Take the line containing "of the tree" and all lines after it to the end of the records, and output them exactly.

Dataset excerpts on object pointing:
==========
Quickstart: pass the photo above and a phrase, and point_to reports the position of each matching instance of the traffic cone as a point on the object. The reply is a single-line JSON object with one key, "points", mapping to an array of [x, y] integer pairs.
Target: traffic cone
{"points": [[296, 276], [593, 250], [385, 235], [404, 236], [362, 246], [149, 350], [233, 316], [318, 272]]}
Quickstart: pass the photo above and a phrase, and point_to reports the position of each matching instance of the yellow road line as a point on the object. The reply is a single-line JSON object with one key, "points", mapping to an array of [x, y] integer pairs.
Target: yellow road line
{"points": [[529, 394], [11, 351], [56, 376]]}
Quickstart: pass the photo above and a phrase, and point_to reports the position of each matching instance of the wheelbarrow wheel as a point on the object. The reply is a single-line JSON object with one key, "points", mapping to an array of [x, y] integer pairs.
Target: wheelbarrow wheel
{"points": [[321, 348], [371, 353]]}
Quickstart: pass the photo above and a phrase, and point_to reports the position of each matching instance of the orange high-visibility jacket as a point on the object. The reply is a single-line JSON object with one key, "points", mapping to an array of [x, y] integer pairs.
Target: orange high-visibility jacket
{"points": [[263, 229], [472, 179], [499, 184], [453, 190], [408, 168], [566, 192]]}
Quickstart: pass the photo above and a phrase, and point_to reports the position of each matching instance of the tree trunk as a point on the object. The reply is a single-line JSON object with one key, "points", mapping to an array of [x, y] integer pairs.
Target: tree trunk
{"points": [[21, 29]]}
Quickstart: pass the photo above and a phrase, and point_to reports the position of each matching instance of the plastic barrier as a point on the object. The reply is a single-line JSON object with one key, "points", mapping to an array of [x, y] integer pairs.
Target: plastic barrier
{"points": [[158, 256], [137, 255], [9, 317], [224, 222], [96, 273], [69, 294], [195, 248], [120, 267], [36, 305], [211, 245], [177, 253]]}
==========
# RESPONSE
Quickstart: pass the photo above and a phrase, and point_to reports the position of each matching instance of the tree trunk as a point on the object. The reply is a single-line JSON object with one key, "points", mapping to an array of [x, y] integer pairs.
Target: tree trunk
{"points": [[21, 29]]}
Quickstart: pass the photo above and a phrase, and point_to reports the position of each matching instance of the plastic barrier as a point on the object. The reply is a single-line JSON object with one key, "points", mapping to an array of [x, y] integer pairs.
Target: plastic barrier
{"points": [[158, 256], [137, 255], [9, 317], [224, 222], [96, 273], [69, 294], [195, 248], [120, 267], [36, 305], [211, 245], [177, 253]]}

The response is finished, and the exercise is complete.